Count the lines in the items below that contain the word "white", and reply with the number only.

Collected data entries
....

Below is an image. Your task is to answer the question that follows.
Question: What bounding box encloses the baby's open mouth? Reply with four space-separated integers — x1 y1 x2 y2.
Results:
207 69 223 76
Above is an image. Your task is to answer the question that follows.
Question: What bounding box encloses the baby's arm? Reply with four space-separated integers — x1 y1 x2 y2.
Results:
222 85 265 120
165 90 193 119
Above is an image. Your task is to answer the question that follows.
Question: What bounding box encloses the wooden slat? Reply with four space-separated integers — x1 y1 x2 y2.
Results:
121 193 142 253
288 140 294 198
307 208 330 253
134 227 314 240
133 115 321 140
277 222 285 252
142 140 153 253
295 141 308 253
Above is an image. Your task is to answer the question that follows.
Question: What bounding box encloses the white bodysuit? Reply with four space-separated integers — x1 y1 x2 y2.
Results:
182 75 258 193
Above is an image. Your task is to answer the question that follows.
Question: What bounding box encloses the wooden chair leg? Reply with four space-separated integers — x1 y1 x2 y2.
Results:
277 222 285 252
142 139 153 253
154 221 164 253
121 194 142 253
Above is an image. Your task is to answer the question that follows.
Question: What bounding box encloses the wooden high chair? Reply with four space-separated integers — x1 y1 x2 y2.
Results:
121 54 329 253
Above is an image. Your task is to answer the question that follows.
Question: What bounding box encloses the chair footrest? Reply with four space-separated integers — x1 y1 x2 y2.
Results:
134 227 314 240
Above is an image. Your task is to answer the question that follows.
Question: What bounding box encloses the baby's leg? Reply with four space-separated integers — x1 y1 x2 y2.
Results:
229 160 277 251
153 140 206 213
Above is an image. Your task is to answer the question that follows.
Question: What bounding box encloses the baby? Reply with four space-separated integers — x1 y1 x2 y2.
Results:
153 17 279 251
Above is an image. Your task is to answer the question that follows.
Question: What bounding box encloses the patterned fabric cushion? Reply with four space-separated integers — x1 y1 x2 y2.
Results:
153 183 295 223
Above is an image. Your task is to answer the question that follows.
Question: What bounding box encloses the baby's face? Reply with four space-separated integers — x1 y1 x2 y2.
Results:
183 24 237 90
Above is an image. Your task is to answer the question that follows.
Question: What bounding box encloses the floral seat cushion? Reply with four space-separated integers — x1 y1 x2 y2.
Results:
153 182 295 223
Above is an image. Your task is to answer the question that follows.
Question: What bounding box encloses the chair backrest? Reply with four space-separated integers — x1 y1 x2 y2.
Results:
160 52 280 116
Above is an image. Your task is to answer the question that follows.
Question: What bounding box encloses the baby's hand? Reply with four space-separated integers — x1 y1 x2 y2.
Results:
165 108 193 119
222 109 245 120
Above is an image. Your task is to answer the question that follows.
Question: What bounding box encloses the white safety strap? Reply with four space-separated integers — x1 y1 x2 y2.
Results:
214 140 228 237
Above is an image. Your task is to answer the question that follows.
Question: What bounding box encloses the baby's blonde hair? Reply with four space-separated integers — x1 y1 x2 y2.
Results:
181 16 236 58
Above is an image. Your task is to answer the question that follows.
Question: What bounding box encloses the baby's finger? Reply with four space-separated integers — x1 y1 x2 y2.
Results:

....

**Full solution:** 2